• Exercise instructions: What are the lines, word for word, from the line with "target | long brown hair" up to and including the line with "target | tree with brown leaves" in the records below? Omit the pictures.

◆ ◆ ◆ ◆ ◆ ◆ ◆

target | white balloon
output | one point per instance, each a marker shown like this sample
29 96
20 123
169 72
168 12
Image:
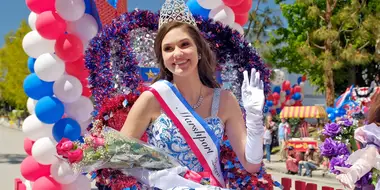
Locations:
62 172
34 129
210 4
35 45
85 28
302 85
32 20
44 151
49 67
223 14
31 104
84 125
279 77
238 28
80 110
70 10
67 88
81 183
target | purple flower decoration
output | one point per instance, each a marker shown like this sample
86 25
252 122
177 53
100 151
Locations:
364 181
342 149
338 161
328 148
331 129
345 122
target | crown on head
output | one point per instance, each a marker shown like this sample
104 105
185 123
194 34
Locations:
175 10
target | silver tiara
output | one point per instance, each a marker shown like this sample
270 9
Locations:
175 10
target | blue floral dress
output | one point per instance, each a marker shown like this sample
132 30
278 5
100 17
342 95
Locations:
163 134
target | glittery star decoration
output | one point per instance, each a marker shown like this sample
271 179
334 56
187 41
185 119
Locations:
150 74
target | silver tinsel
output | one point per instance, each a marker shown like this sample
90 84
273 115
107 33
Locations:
142 43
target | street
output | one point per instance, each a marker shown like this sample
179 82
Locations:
12 153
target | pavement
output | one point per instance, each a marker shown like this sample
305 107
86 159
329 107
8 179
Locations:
279 171
12 154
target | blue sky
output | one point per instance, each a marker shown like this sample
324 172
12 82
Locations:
15 11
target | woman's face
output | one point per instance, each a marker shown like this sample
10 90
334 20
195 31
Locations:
179 53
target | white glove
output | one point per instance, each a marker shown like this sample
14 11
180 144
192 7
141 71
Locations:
253 98
362 162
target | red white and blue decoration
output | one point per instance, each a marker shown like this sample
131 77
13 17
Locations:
57 88
284 93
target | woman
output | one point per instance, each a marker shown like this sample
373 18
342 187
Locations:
292 160
187 63
364 160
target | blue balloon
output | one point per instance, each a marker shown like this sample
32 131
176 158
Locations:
49 110
330 110
31 62
266 109
197 9
269 103
296 96
277 89
331 116
342 111
66 128
299 80
36 88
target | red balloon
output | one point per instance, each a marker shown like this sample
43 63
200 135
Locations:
32 170
241 18
298 103
50 25
276 96
46 183
232 3
297 89
270 97
243 7
286 85
39 6
86 92
304 78
28 144
68 47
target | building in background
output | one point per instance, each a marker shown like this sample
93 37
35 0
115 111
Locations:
311 96
110 9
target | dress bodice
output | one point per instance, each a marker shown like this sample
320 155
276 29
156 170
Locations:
162 133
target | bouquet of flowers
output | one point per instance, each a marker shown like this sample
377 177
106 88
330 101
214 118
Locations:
107 148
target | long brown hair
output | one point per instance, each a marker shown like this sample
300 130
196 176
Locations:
207 63
374 110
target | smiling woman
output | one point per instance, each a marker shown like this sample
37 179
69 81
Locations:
190 95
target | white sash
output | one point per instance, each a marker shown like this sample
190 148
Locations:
200 138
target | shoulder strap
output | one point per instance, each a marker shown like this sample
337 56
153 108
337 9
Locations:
215 102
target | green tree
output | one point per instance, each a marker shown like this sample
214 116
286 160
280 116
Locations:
326 38
13 68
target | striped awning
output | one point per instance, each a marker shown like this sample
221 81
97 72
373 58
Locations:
303 112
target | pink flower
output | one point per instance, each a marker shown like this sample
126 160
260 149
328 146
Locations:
75 156
64 146
98 141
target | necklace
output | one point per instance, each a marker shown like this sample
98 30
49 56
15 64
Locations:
200 100
199 103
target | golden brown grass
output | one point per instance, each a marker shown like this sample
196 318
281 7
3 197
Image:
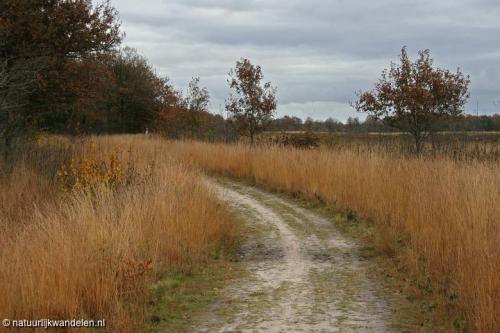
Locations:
450 210
91 254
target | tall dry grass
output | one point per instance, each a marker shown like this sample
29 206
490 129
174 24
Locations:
92 254
450 210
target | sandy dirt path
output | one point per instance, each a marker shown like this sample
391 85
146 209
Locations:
303 274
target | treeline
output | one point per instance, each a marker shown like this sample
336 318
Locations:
63 69
372 124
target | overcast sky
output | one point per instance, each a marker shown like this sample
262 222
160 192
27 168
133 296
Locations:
317 52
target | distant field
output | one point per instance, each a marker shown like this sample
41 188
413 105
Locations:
457 145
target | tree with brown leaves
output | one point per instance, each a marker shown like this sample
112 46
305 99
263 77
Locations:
413 96
251 103
49 48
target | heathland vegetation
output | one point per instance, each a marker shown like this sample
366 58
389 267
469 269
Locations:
89 223
437 215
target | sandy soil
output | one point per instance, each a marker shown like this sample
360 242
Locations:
303 275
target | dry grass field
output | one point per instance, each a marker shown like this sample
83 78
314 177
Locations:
439 215
87 226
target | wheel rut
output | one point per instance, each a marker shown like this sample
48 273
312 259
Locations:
303 274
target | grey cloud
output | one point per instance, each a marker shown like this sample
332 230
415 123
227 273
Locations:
316 51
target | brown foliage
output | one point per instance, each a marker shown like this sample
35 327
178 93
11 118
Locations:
251 104
413 96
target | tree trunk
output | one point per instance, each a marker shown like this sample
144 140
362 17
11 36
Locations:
418 142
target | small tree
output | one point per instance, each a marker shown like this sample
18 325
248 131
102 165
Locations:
413 96
197 101
251 104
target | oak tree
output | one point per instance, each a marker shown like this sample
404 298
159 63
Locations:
251 103
414 96
48 48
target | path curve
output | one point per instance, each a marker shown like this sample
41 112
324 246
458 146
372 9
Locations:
304 275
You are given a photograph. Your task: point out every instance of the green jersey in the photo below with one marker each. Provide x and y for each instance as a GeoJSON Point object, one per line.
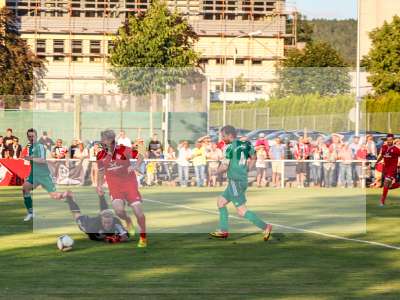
{"type": "Point", "coordinates": [38, 151]}
{"type": "Point", "coordinates": [238, 152]}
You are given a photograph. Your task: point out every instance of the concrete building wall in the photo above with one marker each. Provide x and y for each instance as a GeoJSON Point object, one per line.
{"type": "Point", "coordinates": [227, 50]}
{"type": "Point", "coordinates": [373, 14]}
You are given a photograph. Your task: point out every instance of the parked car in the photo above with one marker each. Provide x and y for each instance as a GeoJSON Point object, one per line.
{"type": "Point", "coordinates": [253, 135]}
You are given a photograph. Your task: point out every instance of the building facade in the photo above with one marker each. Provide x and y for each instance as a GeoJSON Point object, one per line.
{"type": "Point", "coordinates": [238, 40]}
{"type": "Point", "coordinates": [373, 13]}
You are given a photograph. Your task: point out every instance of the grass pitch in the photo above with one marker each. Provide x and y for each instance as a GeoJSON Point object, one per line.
{"type": "Point", "coordinates": [190, 265]}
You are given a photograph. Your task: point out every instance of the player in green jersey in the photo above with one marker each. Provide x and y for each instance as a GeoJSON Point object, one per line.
{"type": "Point", "coordinates": [239, 157]}
{"type": "Point", "coordinates": [39, 175]}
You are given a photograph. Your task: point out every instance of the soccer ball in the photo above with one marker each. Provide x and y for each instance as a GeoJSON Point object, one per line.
{"type": "Point", "coordinates": [65, 243]}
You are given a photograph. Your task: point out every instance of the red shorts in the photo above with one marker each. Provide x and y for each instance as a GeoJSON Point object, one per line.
{"type": "Point", "coordinates": [390, 172]}
{"type": "Point", "coordinates": [128, 192]}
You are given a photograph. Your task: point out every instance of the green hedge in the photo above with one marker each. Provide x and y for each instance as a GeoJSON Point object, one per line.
{"type": "Point", "coordinates": [319, 105]}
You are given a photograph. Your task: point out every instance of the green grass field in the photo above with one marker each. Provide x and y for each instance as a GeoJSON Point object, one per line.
{"type": "Point", "coordinates": [190, 265]}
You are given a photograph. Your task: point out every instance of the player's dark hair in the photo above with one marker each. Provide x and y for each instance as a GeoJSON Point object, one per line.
{"type": "Point", "coordinates": [31, 130]}
{"type": "Point", "coordinates": [229, 130]}
{"type": "Point", "coordinates": [108, 133]}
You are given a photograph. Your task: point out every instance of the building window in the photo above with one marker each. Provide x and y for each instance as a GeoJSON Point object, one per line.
{"type": "Point", "coordinates": [40, 96]}
{"type": "Point", "coordinates": [203, 61]}
{"type": "Point", "coordinates": [77, 58]}
{"type": "Point", "coordinates": [256, 61]}
{"type": "Point", "coordinates": [95, 59]}
{"type": "Point", "coordinates": [58, 96]}
{"type": "Point", "coordinates": [220, 61]}
{"type": "Point", "coordinates": [76, 46]}
{"type": "Point", "coordinates": [256, 88]}
{"type": "Point", "coordinates": [58, 46]}
{"type": "Point", "coordinates": [110, 46]}
{"type": "Point", "coordinates": [40, 46]}
{"type": "Point", "coordinates": [95, 47]}
{"type": "Point", "coordinates": [58, 58]}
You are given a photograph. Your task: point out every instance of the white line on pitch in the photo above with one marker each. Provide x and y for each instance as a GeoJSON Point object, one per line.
{"type": "Point", "coordinates": [338, 237]}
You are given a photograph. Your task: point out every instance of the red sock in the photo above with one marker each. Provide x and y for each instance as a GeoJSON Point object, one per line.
{"type": "Point", "coordinates": [395, 185]}
{"type": "Point", "coordinates": [384, 194]}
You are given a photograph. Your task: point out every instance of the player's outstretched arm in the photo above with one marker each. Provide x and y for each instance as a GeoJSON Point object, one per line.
{"type": "Point", "coordinates": [100, 182]}
{"type": "Point", "coordinates": [223, 167]}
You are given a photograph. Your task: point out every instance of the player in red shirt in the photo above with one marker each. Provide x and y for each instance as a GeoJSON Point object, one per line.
{"type": "Point", "coordinates": [390, 154]}
{"type": "Point", "coordinates": [114, 165]}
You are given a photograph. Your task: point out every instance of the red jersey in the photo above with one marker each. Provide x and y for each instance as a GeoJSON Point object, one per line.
{"type": "Point", "coordinates": [221, 145]}
{"type": "Point", "coordinates": [121, 181]}
{"type": "Point", "coordinates": [302, 151]}
{"type": "Point", "coordinates": [391, 156]}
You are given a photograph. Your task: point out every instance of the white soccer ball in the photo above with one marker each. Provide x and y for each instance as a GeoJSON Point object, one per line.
{"type": "Point", "coordinates": [65, 243]}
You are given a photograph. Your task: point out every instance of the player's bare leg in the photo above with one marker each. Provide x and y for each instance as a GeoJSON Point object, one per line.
{"type": "Point", "coordinates": [388, 185]}
{"type": "Point", "coordinates": [26, 192]}
{"type": "Point", "coordinates": [119, 208]}
{"type": "Point", "coordinates": [222, 232]}
{"type": "Point", "coordinates": [141, 221]}
{"type": "Point", "coordinates": [60, 195]}
{"type": "Point", "coordinates": [253, 218]}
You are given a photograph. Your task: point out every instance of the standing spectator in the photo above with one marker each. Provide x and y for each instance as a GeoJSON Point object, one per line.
{"type": "Point", "coordinates": [345, 175]}
{"type": "Point", "coordinates": [94, 171]}
{"type": "Point", "coordinates": [261, 165]}
{"type": "Point", "coordinates": [170, 156]}
{"type": "Point", "coordinates": [123, 139]}
{"type": "Point", "coordinates": [46, 141]}
{"type": "Point", "coordinates": [73, 147]}
{"type": "Point", "coordinates": [184, 156]}
{"type": "Point", "coordinates": [372, 152]}
{"type": "Point", "coordinates": [16, 148]}
{"type": "Point", "coordinates": [354, 146]}
{"type": "Point", "coordinates": [215, 156]}
{"type": "Point", "coordinates": [334, 148]}
{"type": "Point", "coordinates": [8, 140]}
{"type": "Point", "coordinates": [82, 153]}
{"type": "Point", "coordinates": [151, 173]}
{"type": "Point", "coordinates": [288, 149]}
{"type": "Point", "coordinates": [262, 142]}
{"type": "Point", "coordinates": [316, 165]}
{"type": "Point", "coordinates": [140, 147]}
{"type": "Point", "coordinates": [302, 152]}
{"type": "Point", "coordinates": [1, 146]}
{"type": "Point", "coordinates": [199, 163]}
{"type": "Point", "coordinates": [328, 167]}
{"type": "Point", "coordinates": [276, 153]}
{"type": "Point", "coordinates": [360, 167]}
{"type": "Point", "coordinates": [155, 148]}
{"type": "Point", "coordinates": [59, 151]}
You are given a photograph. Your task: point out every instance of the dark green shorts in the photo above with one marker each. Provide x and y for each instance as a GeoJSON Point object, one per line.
{"type": "Point", "coordinates": [44, 180]}
{"type": "Point", "coordinates": [235, 192]}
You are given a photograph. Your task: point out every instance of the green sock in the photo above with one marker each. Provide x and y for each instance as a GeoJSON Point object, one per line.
{"type": "Point", "coordinates": [253, 218]}
{"type": "Point", "coordinates": [28, 203]}
{"type": "Point", "coordinates": [223, 218]}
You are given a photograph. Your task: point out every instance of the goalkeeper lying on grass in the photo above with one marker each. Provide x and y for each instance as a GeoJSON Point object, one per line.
{"type": "Point", "coordinates": [104, 227]}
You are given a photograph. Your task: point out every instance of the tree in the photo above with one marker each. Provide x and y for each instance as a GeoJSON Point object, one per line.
{"type": "Point", "coordinates": [341, 34]}
{"type": "Point", "coordinates": [383, 60]}
{"type": "Point", "coordinates": [317, 69]}
{"type": "Point", "coordinates": [20, 70]}
{"type": "Point", "coordinates": [304, 29]}
{"type": "Point", "coordinates": [238, 84]}
{"type": "Point", "coordinates": [153, 50]}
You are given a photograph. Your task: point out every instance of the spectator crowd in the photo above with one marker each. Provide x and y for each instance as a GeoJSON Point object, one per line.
{"type": "Point", "coordinates": [307, 162]}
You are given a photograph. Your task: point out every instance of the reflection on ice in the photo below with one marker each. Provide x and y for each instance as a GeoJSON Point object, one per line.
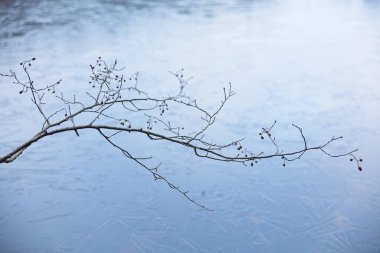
{"type": "Point", "coordinates": [314, 64]}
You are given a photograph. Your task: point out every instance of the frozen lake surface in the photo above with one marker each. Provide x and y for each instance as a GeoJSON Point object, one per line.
{"type": "Point", "coordinates": [312, 63]}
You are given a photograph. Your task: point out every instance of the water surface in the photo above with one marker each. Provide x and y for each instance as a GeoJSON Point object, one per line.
{"type": "Point", "coordinates": [313, 63]}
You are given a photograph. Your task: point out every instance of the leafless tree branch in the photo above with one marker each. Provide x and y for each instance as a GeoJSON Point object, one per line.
{"type": "Point", "coordinates": [109, 89]}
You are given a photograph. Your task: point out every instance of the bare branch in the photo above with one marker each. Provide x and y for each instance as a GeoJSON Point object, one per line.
{"type": "Point", "coordinates": [108, 90]}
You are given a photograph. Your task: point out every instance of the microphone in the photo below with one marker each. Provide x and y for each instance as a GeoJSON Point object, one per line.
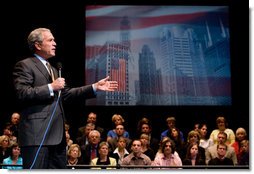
{"type": "Point", "coordinates": [59, 67]}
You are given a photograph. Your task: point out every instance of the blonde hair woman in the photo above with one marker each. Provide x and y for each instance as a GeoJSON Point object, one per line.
{"type": "Point", "coordinates": [103, 158]}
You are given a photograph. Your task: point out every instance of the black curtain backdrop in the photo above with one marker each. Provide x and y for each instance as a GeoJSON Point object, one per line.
{"type": "Point", "coordinates": [66, 21]}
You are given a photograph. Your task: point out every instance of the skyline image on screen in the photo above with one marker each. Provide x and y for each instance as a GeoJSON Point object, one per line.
{"type": "Point", "coordinates": [160, 55]}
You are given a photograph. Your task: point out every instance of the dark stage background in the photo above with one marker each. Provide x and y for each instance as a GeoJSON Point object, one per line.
{"type": "Point", "coordinates": [66, 22]}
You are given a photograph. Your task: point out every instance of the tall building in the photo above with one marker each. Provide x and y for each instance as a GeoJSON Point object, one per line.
{"type": "Point", "coordinates": [147, 77]}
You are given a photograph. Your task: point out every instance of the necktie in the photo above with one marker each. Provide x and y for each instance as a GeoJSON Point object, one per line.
{"type": "Point", "coordinates": [50, 71]}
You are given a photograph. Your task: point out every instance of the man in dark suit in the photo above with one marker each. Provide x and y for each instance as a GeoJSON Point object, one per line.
{"type": "Point", "coordinates": [40, 92]}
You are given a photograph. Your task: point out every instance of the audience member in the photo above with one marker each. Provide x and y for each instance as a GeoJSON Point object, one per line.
{"type": "Point", "coordinates": [222, 125]}
{"type": "Point", "coordinates": [92, 118]}
{"type": "Point", "coordinates": [120, 152]}
{"type": "Point", "coordinates": [14, 158]}
{"type": "Point", "coordinates": [204, 142]}
{"type": "Point", "coordinates": [84, 139]}
{"type": "Point", "coordinates": [168, 156]}
{"type": "Point", "coordinates": [136, 157]}
{"type": "Point", "coordinates": [145, 147]}
{"type": "Point", "coordinates": [211, 152]}
{"type": "Point", "coordinates": [4, 145]}
{"type": "Point", "coordinates": [74, 155]}
{"type": "Point", "coordinates": [193, 156]}
{"type": "Point", "coordinates": [240, 136]}
{"type": "Point", "coordinates": [244, 153]}
{"type": "Point", "coordinates": [221, 158]}
{"type": "Point", "coordinates": [117, 119]}
{"type": "Point", "coordinates": [103, 158]}
{"type": "Point", "coordinates": [145, 126]}
{"type": "Point", "coordinates": [91, 150]}
{"type": "Point", "coordinates": [119, 133]}
{"type": "Point", "coordinates": [171, 123]}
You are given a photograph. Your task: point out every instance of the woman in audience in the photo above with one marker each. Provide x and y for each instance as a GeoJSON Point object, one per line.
{"type": "Point", "coordinates": [204, 141]}
{"type": "Point", "coordinates": [4, 145]}
{"type": "Point", "coordinates": [116, 119]}
{"type": "Point", "coordinates": [145, 147]}
{"type": "Point", "coordinates": [73, 155]}
{"type": "Point", "coordinates": [193, 137]}
{"type": "Point", "coordinates": [103, 158]}
{"type": "Point", "coordinates": [174, 135]}
{"type": "Point", "coordinates": [14, 158]}
{"type": "Point", "coordinates": [120, 152]}
{"type": "Point", "coordinates": [240, 136]}
{"type": "Point", "coordinates": [145, 127]}
{"type": "Point", "coordinates": [168, 157]}
{"type": "Point", "coordinates": [222, 125]}
{"type": "Point", "coordinates": [244, 154]}
{"type": "Point", "coordinates": [193, 157]}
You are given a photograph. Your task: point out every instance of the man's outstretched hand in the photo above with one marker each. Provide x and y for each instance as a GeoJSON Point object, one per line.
{"type": "Point", "coordinates": [106, 85]}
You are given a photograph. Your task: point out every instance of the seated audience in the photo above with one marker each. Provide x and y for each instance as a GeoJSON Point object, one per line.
{"type": "Point", "coordinates": [14, 158]}
{"type": "Point", "coordinates": [222, 126]}
{"type": "Point", "coordinates": [168, 156]}
{"type": "Point", "coordinates": [103, 158]}
{"type": "Point", "coordinates": [221, 158]}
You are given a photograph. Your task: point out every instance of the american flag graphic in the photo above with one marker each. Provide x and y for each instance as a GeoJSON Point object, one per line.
{"type": "Point", "coordinates": [186, 42]}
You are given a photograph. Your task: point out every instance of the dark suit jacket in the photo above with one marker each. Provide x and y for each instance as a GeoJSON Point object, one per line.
{"type": "Point", "coordinates": [31, 80]}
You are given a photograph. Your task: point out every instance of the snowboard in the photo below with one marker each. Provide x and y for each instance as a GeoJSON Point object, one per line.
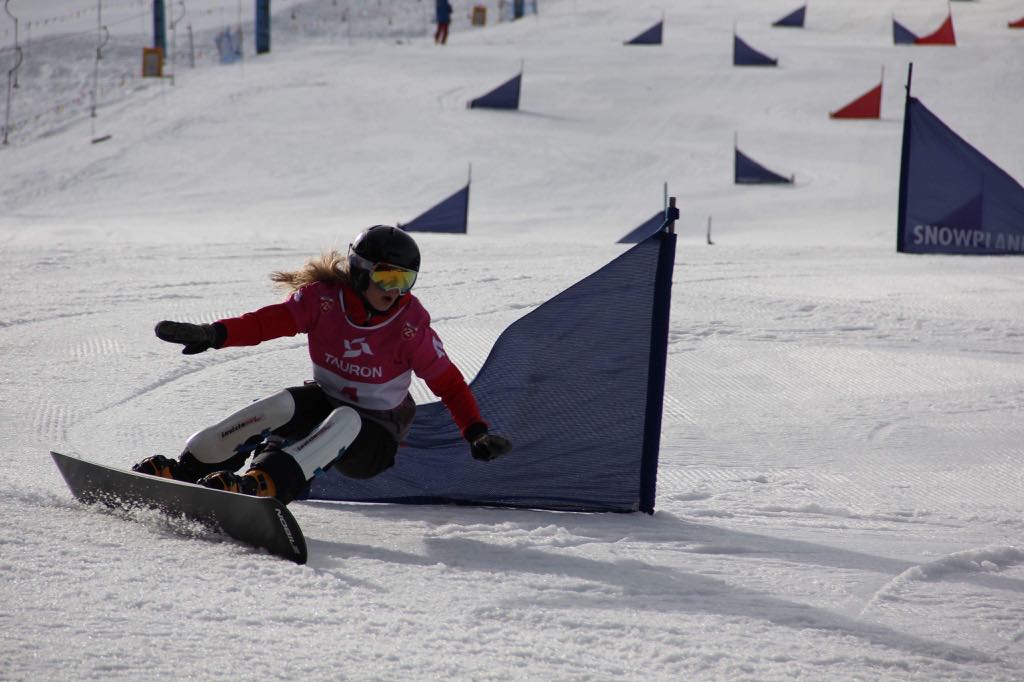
{"type": "Point", "coordinates": [259, 521]}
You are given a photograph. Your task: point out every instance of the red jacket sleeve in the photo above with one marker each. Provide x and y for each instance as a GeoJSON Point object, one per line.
{"type": "Point", "coordinates": [268, 323]}
{"type": "Point", "coordinates": [452, 388]}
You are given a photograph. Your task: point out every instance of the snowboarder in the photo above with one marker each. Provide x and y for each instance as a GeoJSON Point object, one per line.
{"type": "Point", "coordinates": [443, 11]}
{"type": "Point", "coordinates": [367, 334]}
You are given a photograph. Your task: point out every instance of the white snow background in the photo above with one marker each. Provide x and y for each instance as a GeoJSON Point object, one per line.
{"type": "Point", "coordinates": [840, 494]}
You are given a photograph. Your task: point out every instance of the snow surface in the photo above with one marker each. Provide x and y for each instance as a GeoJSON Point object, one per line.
{"type": "Point", "coordinates": [840, 494]}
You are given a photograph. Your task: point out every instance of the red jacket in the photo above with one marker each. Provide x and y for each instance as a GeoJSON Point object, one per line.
{"type": "Point", "coordinates": [360, 357]}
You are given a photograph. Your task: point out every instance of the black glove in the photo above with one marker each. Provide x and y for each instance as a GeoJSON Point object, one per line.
{"type": "Point", "coordinates": [196, 338]}
{"type": "Point", "coordinates": [485, 445]}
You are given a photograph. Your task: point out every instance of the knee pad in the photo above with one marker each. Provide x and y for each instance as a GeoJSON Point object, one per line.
{"type": "Point", "coordinates": [327, 442]}
{"type": "Point", "coordinates": [227, 438]}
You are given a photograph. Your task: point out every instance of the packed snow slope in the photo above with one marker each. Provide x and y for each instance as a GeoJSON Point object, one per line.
{"type": "Point", "coordinates": [840, 494]}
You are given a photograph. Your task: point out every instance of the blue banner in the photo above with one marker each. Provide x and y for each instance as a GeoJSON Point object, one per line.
{"type": "Point", "coordinates": [952, 198]}
{"type": "Point", "coordinates": [645, 229]}
{"type": "Point", "coordinates": [744, 55]}
{"type": "Point", "coordinates": [749, 171]}
{"type": "Point", "coordinates": [651, 36]}
{"type": "Point", "coordinates": [794, 19]}
{"type": "Point", "coordinates": [505, 95]}
{"type": "Point", "coordinates": [577, 384]}
{"type": "Point", "coordinates": [902, 35]}
{"type": "Point", "coordinates": [452, 215]}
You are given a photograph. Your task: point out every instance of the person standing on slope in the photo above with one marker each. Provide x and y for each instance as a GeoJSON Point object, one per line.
{"type": "Point", "coordinates": [443, 12]}
{"type": "Point", "coordinates": [367, 335]}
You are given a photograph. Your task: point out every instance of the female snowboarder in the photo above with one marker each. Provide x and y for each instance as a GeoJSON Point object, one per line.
{"type": "Point", "coordinates": [367, 335]}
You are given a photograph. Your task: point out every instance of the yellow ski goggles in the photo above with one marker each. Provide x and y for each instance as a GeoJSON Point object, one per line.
{"type": "Point", "coordinates": [385, 275]}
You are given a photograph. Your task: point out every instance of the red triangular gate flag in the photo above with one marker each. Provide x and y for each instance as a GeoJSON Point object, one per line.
{"type": "Point", "coordinates": [943, 35]}
{"type": "Point", "coordinates": [867, 105]}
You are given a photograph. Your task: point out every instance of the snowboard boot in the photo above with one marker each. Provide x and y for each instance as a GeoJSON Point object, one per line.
{"type": "Point", "coordinates": [255, 482]}
{"type": "Point", "coordinates": [186, 468]}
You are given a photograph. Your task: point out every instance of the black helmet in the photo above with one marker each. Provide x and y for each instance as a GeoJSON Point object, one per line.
{"type": "Point", "coordinates": [382, 245]}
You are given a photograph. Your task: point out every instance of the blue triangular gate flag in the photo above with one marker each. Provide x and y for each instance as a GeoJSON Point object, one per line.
{"type": "Point", "coordinates": [744, 55]}
{"type": "Point", "coordinates": [751, 172]}
{"type": "Point", "coordinates": [902, 35]}
{"type": "Point", "coordinates": [452, 215]}
{"type": "Point", "coordinates": [794, 19]}
{"type": "Point", "coordinates": [577, 384]}
{"type": "Point", "coordinates": [505, 95]}
{"type": "Point", "coordinates": [647, 228]}
{"type": "Point", "coordinates": [651, 36]}
{"type": "Point", "coordinates": [952, 198]}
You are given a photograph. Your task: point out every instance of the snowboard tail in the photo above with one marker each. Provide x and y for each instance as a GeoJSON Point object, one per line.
{"type": "Point", "coordinates": [258, 521]}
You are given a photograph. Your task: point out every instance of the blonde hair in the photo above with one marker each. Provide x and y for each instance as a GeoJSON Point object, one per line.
{"type": "Point", "coordinates": [329, 266]}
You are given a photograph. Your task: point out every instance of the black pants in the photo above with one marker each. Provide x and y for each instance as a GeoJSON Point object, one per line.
{"type": "Point", "coordinates": [374, 448]}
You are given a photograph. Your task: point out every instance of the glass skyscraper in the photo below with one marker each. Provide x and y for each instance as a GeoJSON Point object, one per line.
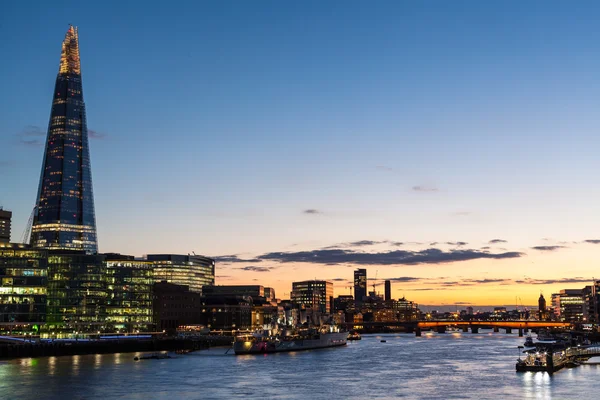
{"type": "Point", "coordinates": [64, 215]}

◆ ◆ ◆ ◆ ◆ ◆ ◆

• Finished exercise:
target | long brown hair
output | one point per instance, each a marker shown like this sample
300 130
196 176
Locations:
207 63
374 110
target | smiling woman
output | one point per instance, each a marker shown like this sample
37 179
69 81
Locations:
190 95
target | white sash
output | one point per instance, each a marker shown like this sample
190 148
Locations:
200 138
target | shoulder strap
output | one point per instance, each a marker shown like this sample
337 56
153 108
337 9
Locations:
215 102
target | green tree
output | one point per instance, each a marker shown like this sample
214 116
286 160
280 116
Locations:
326 38
13 68
target | striped awning
output | one point per instance, each a marker shown like this sample
221 81
97 72
373 58
Locations:
303 112
target | pink flower
output | one point per instance, each a marker shown like this sample
126 160
260 149
328 146
Locations:
75 156
64 146
98 141
target | necklace
output | one point per instance, each a marker shown like this sample
98 30
49 56
15 64
Locations:
200 100
199 103
target | golden brown grass
output | one point per instance, each a marker shown like this sample
196 318
281 7
3 197
Image:
Locations:
450 210
91 254
target | tall dry grass
output | one point per instance, each a marker shown like this sample
29 206
490 129
174 24
Locations:
92 254
450 210
target | sandy dirt path
output | one point per instance, each a marker shown like this sample
391 85
146 209
Locations:
303 274
target | treeline
output | one point per instance, each a marker shown like this sample
336 318
Locations:
63 69
372 124
target | overcast sky
output | one point per instance, each a marker shown like this sample
262 222
160 192
27 168
133 296
Locations:
317 52
target | distant field
output | one point per instance, each a marker shown like this sample
41 188
413 105
Locations:
457 145
target | tree with brown leaves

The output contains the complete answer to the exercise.